(Point annotation dataset records)

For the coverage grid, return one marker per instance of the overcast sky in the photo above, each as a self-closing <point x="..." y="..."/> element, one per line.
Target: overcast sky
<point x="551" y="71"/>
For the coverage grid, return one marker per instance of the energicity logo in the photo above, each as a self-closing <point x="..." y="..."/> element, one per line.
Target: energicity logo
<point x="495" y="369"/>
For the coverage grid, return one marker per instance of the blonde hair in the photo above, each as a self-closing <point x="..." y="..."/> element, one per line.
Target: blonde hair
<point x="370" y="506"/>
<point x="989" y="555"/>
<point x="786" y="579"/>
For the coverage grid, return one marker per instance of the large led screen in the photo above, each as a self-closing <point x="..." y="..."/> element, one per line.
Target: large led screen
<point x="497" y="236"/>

» **Work to do**: Give back exactly the lines beginning at the one with "of the energicity" and ending at the final line of the material; both boundary lines belong in it.

» **Problem solution**:
For the coverage grid, return one marker per instance of the energicity logo in the photo above, each as a self-closing <point x="..." y="..."/> element, one per line.
Target: energicity logo
<point x="495" y="369"/>
For the coverage grid, return one marker per instance of the blonde hair in the photo above, each as a self-closing <point x="..." y="..."/> element, one per line.
Target: blonde hair
<point x="370" y="506"/>
<point x="989" y="555"/>
<point x="786" y="579"/>
For the coverage grid, return one marker per instance of the large led screen in the photo above, each as a self-closing <point x="..." y="..."/> element, one per line.
Target: large led screen
<point x="497" y="236"/>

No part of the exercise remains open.